### EXERCISE GOAL
Within the records below, find each line that holds the string "white", then copy it.

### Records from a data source
^^^^^^^^
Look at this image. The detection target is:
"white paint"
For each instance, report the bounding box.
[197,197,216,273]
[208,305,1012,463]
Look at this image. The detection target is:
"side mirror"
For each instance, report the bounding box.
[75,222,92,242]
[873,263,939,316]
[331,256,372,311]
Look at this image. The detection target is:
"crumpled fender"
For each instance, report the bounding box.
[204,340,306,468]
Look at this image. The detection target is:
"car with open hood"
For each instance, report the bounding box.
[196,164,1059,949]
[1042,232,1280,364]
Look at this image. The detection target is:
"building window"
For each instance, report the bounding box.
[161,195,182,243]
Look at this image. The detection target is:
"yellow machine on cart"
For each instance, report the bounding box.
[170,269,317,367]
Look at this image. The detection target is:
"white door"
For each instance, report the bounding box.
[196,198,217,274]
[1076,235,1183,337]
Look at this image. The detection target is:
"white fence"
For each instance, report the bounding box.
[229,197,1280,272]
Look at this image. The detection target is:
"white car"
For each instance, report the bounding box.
^^^^^^^^
### ANSWER TO THIS EXERCISE
"white paint"
"white door"
"white fence"
"white car"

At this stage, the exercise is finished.